> **Polecenia**
1. Podaj pseudonimy wszystkich użytkowników, którzy zamieścili wpisy w wątku forum o sąsiedzie bijącym żonę. Każdy pseudonim wymień tylko raz.
2. Kontynuuj wątek forum o sąsiedzie bijącym żonę, zaczynając po ostatnim widocznym wpisie.

GRY-Online.pl --> Archiwum Forum

Sąsiad bije żonę...

30.09.2006
00:20
[1]

Debczak_Lebork [ Knaipenterroristen ]

Sąsiad bije żonę...

Mieszkam w bloku, niedawno wprowadzilo się do mieszkania wyżej młode małżenstwo z hmm tak na oko ośmioletnią córką... Na początku było spokojnie, ale odparu tygodni słyszę dosyć czesto płacz żony, szlanki latają po scianach i inne sprzęty, płacz dziecka, szczekanie psa. Wiadome jest, że ten frajer bije swoją żone i zastanawiam się czy cos powinienem zrobić... Zadzwonić po policję? Chyba odpada bo na drugi dzien widze ich jak chodzą za reke usmiechnięci :/ Były plany z kumplami nastukać go gdzieć w ciemnym kącie, ale czy to dobre rozwiązanie?
Doradzcie co zrobić...

Shifty ----> No wlasnie to nie sa podejrzenia, jestem tego pewien na 100%

30.09.2006
00:22
[2]

Shifty007 [ 101st Airborne ]

Jeśli coś podejrzewasz, to najlepiej porozmawiać z kimś na komisariacie. Ale sam wiesz jak jest z naszą policją.

30.09.2006
00:23
[3]

gregol [ Junior ]

Pierwsza zasada: Nigdy się nie mieszać w kłutnie rodzinne!
bo i tak będziesz na przegranej pozycji.. dopuki się dziecku nic nie dzieje to OK kobieta ma wybór..

30.09.2006
00:23
[4]

Leilong [ Generaďż˝ ]

Spytaj się tej jego żony, chodzą za rekę bo ją do tego zmusza pod groźbą kolejnego pobicia. Pomysł z kumplami raczej nie, wkurzy się i wyżyję na żonie.

30.09.2006
00:24
[5]

Mati176 [ Supervisor ]

Zadzwon na policje. Nastukac kolesiowi na wlasny rachunek to nie jest dobre rozwiazanie, mozesz przez to miec problemy.

30.09.2006
00:28
[6]

Shifty007 [ 101st Airborne ]

Debczak ---> Skoro jesteś tego pewien to idź na komisariat, w każdym razie, nie tłuczcie kolesia! Nic w ten sposób nie zdziałasz, a tylko zaszkodzisz.

Z jednej strony gregol ma trochę racji, nawet jeśli policja zareaguje, może spotkać się ze słowami kobiety: "Wszystko jest w porządku" lub coś w tym stylu. Kobieta będzie się bała represji.

Z drugiej strony: Jest to problem i coś trzeba z tym zrobić.

30.09.2006
00:34
[7]

Api15 [ dziwny człowiek... ]

A jest pijany? Bo jesli tak to policja moze go zwinac na izbe, a wtedy moglby sie wyżyc na kobiecie.

30.09.2006
00:34
[8]

Grzesiek [ - ! F a f i k ! - ]

gregol ---> kłÓtnie ... Ó! Ó! Ó! :-)

> **Rekordy danych**

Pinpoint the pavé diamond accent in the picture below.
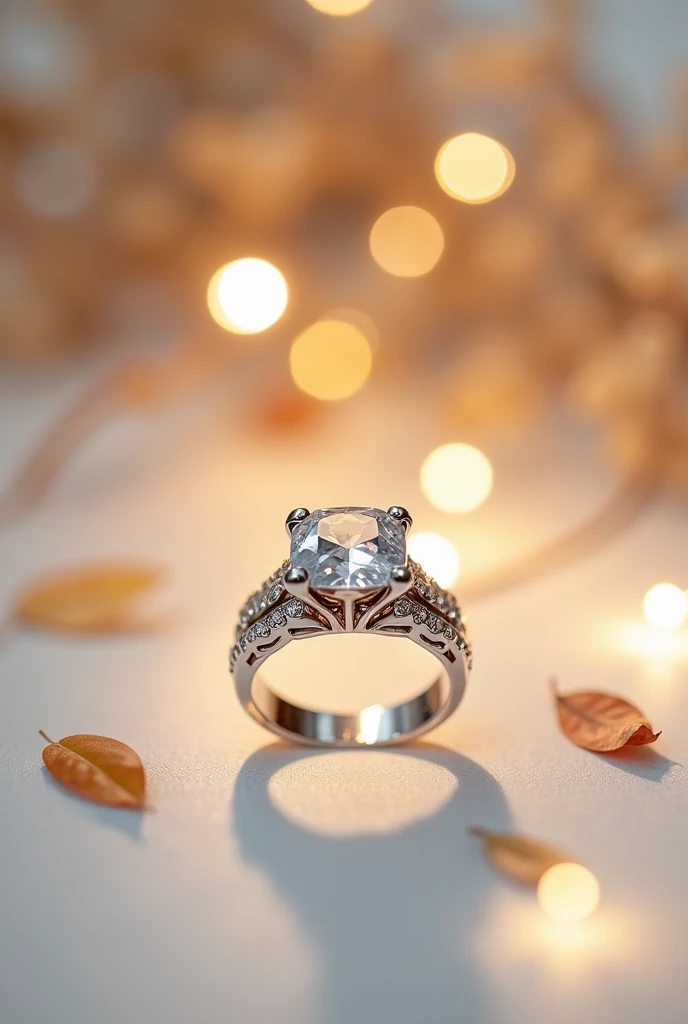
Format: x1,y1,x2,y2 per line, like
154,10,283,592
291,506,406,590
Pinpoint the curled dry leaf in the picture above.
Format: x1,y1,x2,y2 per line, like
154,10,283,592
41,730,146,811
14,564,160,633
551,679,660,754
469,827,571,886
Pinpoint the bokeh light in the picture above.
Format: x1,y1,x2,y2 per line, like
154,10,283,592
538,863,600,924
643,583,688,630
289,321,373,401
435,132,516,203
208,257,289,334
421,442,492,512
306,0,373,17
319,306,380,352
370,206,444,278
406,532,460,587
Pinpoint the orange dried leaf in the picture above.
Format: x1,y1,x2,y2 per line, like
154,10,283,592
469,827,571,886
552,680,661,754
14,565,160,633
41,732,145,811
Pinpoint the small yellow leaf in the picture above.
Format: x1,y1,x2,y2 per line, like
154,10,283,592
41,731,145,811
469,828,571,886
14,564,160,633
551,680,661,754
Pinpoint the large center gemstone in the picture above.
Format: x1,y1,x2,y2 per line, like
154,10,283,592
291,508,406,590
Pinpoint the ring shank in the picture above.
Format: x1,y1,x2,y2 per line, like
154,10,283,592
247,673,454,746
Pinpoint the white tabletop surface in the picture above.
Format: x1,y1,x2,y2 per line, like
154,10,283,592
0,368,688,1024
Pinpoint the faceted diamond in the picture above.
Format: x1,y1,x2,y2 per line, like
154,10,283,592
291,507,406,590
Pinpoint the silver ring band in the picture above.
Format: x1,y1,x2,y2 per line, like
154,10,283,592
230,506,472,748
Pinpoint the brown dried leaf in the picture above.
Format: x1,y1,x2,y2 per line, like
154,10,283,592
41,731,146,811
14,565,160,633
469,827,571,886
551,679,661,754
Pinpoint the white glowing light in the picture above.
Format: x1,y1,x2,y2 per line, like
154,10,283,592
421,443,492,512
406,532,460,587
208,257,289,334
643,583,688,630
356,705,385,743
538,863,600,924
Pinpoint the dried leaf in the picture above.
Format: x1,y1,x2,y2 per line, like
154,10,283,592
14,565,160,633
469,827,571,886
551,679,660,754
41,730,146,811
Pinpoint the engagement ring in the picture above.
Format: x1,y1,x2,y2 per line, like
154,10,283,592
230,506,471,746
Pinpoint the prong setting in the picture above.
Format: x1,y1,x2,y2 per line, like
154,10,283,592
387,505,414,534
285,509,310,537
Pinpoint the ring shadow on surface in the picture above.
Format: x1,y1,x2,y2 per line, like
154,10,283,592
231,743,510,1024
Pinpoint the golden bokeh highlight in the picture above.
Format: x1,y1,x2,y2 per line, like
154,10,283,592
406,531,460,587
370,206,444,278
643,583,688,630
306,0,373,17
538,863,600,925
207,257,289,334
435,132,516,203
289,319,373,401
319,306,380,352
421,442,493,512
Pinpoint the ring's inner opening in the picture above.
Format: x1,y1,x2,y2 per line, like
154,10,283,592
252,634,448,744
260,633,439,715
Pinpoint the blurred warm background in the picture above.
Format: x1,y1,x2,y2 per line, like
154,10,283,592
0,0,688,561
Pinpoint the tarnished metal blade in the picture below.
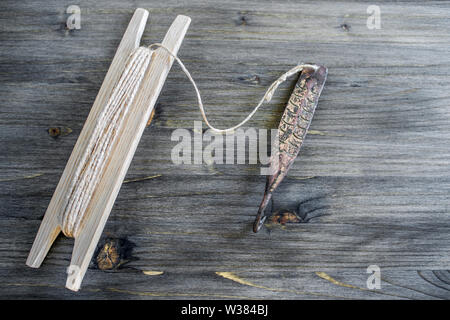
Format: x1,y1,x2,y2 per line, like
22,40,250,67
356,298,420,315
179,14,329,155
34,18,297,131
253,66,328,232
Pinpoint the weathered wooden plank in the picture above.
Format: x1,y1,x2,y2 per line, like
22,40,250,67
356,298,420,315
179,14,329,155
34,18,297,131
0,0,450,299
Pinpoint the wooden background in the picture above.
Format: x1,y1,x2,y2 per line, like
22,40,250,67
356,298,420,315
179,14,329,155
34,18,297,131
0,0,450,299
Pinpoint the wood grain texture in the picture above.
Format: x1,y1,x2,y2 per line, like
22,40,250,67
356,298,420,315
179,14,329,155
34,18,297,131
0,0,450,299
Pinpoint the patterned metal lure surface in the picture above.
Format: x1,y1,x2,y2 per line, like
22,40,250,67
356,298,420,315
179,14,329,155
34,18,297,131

> **Odpowiedzi**
1. Debczak_Lebork, Shifty007, gregol, Leilong, Mati176, Api15, Grzesiek

2.
Źle radzisz. Jeśliby to była jedna kłótnia to ok - niech zostawi. Jednak jeśli jest tak, jak mów - tzn. latają szklanki, słychać płacz dziecka, żony, krzyki często - to jak najbardziej zgłosić to na policję. "Nie przemocy w rodzinie" - chyba była taka kampania kiedyś, by nie pozostać obojętnym w stosunku do innych. Jaki ta żona ma wybór? Owszem, patrząc z boku, to ma wybór. Jednak na jej miejscu nie wiem, czy byłbyś w stanie tak hip hop spakować walizki i wyjść, mówiąc - dokonałem wyboru.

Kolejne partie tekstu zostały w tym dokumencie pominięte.